__EXERCISE 1__: In the wordcloud thread, which trace is placed inside go.Figure() to build the plot?
__EXERCISE 2__: Please write out everything in the wordcloud thread from "Best way to" down to "method using plotly.", substituting "seaborn" for "matplotlib".

__SELECTED EXTRACT__:

╭──

Best way to generate a high quality word-cloud image for a Dash-app

4.6k Views Asked by At

I have an issue with my wordclouds displaying very pixelated on my plotly dash app. I am using the wordcloud class to generate the wordcloud, then using go.Figure() with a go.Image() trace to generate the plot that is returned to my dash app as a dcc.Graph(). I have copied the code to the end of this post for reference.

I cannot seem to get the wordcloud image to be clear (wordcloud image shown below). I found a great SO post from mfitzp here which describes very clearly how to do this when using matplotlib; via setting the figsize and using the tight_layout() method. However, I cannot find a way to replicate this method using plotly.

╰──

__EXCERPTED DATA__:
╭──

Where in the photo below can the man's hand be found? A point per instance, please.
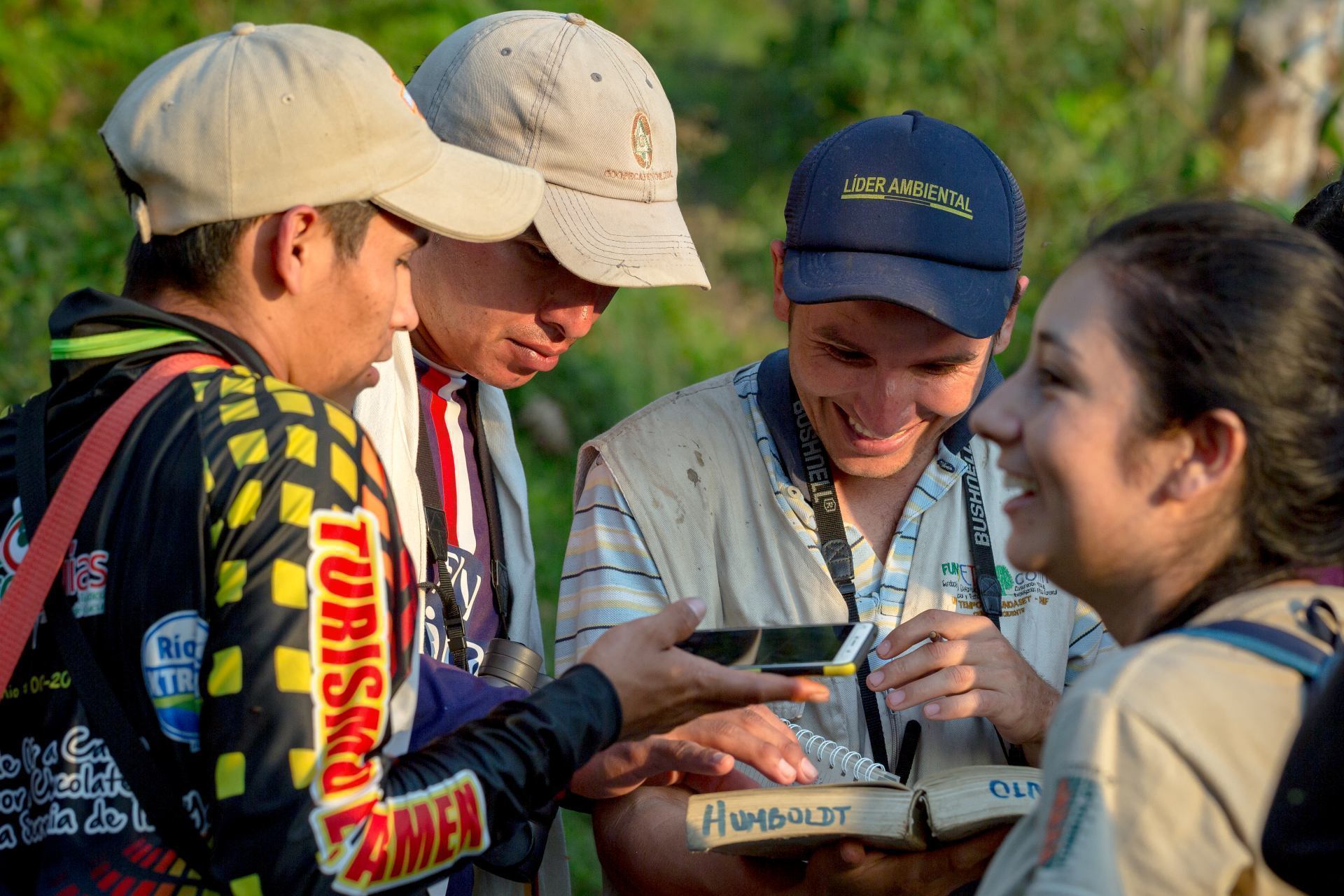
(848, 869)
(699, 755)
(662, 687)
(974, 672)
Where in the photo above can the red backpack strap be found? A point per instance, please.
(48, 546)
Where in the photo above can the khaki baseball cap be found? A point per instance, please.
(262, 118)
(561, 94)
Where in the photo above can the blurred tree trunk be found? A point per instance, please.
(1278, 86)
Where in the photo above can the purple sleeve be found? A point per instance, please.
(449, 697)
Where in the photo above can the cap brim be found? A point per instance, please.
(969, 300)
(617, 242)
(468, 195)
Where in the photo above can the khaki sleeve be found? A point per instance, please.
(1123, 813)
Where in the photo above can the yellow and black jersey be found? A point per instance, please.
(242, 580)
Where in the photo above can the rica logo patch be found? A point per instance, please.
(169, 654)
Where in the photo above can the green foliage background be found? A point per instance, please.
(1078, 97)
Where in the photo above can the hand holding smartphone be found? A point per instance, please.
(788, 650)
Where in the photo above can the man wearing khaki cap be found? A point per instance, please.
(582, 106)
(218, 695)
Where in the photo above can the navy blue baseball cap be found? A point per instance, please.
(907, 210)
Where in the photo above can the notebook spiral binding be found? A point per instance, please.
(836, 755)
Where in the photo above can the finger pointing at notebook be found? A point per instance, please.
(965, 668)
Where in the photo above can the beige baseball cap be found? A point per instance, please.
(559, 93)
(262, 118)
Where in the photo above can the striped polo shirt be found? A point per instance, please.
(442, 394)
(609, 575)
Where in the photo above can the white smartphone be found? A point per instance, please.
(788, 650)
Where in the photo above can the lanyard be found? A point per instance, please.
(839, 559)
(436, 528)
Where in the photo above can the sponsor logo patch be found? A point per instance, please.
(365, 841)
(1019, 589)
(169, 654)
(14, 546)
(1073, 798)
(83, 575)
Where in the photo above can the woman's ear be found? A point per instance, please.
(1214, 449)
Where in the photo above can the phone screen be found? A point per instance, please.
(769, 645)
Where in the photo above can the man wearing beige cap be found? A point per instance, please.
(218, 695)
(582, 106)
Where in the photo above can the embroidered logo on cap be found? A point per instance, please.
(904, 190)
(641, 140)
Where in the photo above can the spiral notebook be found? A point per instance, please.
(832, 754)
(874, 808)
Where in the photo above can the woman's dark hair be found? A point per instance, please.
(1227, 307)
(1324, 216)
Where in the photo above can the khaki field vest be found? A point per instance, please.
(691, 470)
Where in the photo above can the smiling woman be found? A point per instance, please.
(1177, 434)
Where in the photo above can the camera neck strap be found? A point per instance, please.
(806, 460)
(436, 526)
(436, 547)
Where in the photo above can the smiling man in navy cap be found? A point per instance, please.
(838, 480)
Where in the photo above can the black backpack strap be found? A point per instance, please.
(1266, 641)
(136, 757)
(436, 532)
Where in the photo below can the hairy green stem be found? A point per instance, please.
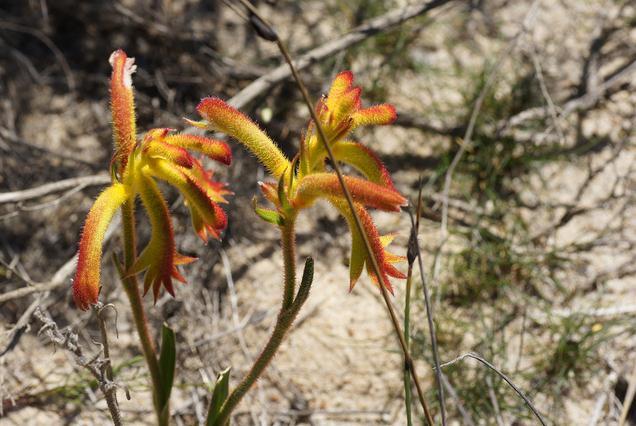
(283, 323)
(407, 340)
(136, 305)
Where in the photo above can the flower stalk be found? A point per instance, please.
(135, 165)
(289, 310)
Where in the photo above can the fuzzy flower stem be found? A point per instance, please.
(139, 315)
(288, 312)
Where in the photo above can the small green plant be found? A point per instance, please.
(162, 154)
(301, 182)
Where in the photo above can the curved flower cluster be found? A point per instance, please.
(307, 177)
(161, 154)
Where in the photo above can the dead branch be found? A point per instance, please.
(356, 35)
(53, 187)
(98, 367)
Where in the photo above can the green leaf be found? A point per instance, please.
(282, 196)
(305, 282)
(219, 395)
(268, 215)
(167, 361)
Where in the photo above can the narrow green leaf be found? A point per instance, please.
(219, 395)
(305, 283)
(282, 196)
(268, 215)
(167, 361)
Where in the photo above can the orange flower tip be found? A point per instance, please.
(199, 124)
(84, 296)
(344, 79)
(180, 259)
(122, 63)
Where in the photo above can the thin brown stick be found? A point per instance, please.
(53, 187)
(97, 366)
(264, 29)
(356, 35)
(503, 376)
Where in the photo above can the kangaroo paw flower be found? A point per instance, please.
(222, 117)
(164, 155)
(86, 282)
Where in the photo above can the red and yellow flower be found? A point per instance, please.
(307, 177)
(161, 154)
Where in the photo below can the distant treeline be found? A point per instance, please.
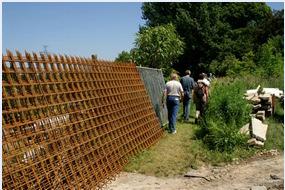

╰──

__RIGHT ANSWER 1__: A go.Image() trace.

__RIGHT ANSWER 2__:
Best way to generate a high quality word-cloud image for a Dash-app

4.6k Views Asked by At

I have an issue with my wordclouds displaying very pixelated on my plotly dash app. I am using the wordcloud class to generate the wordcloud, then using go.Figure() with a go.Image() trace to generate the plot that is returned to my dash app as a dcc.Graph(). I have copied the code to the end of this post for reference.

I cannot seem to get the wordcloud image to be clear (wordcloud image shown below). I found a great SO post from mfitzp here which describes very clearly how to do this when using seaborn; via setting the figsize and using the tight_layout() method. However, I cannot find a way to replicate this method using plotly.